■ Assigned task:
Produce an exact copy of the lines from the line that contains "Where can you find the chandelier in" to the end of the listing below.

■ Working data:
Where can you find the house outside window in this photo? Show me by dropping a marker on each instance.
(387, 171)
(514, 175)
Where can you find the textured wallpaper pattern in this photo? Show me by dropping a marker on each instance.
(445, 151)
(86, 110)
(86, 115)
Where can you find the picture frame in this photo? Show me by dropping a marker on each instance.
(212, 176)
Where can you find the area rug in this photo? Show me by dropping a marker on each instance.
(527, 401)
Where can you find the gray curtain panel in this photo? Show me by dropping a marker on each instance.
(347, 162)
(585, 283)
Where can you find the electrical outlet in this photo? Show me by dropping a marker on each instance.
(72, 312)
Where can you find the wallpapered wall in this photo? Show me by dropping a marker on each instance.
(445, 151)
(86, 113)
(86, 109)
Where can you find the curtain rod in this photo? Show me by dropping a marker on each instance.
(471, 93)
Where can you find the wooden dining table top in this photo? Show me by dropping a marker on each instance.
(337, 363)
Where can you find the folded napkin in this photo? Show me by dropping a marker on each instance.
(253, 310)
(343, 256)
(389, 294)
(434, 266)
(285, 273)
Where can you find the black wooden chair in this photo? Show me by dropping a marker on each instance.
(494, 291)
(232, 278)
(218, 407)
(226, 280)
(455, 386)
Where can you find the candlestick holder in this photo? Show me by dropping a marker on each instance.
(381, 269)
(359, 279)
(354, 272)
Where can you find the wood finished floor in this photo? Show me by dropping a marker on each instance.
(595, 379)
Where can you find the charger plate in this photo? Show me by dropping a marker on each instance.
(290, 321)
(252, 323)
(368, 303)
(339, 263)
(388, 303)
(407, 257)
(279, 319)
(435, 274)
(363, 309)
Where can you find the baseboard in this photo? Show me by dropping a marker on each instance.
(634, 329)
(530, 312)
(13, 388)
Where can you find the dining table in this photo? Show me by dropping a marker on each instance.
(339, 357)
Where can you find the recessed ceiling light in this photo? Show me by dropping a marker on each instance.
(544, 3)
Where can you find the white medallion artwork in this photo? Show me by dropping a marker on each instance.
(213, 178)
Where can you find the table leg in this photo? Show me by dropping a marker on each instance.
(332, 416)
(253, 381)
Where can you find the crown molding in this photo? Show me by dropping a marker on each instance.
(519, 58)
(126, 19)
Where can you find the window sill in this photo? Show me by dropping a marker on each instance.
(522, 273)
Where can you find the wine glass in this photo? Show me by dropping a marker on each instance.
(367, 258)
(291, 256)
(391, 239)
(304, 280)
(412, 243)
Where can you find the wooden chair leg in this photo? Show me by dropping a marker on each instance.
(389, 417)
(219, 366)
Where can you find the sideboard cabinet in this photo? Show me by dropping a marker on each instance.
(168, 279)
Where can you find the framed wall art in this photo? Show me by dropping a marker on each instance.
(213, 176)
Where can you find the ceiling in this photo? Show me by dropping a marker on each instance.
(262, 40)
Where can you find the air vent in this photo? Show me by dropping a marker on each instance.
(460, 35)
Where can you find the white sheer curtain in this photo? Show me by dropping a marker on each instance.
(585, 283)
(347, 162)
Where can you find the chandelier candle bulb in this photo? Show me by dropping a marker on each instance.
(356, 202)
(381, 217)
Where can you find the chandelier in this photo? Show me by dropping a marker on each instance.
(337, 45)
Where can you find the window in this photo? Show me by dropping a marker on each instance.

■ Completed exercise:
Where can you find the chandelier in this photo? Show me by dropping a marker on each instance.
(337, 45)
Where can you find the window in this photo? Show me by dropping a marker on each instance.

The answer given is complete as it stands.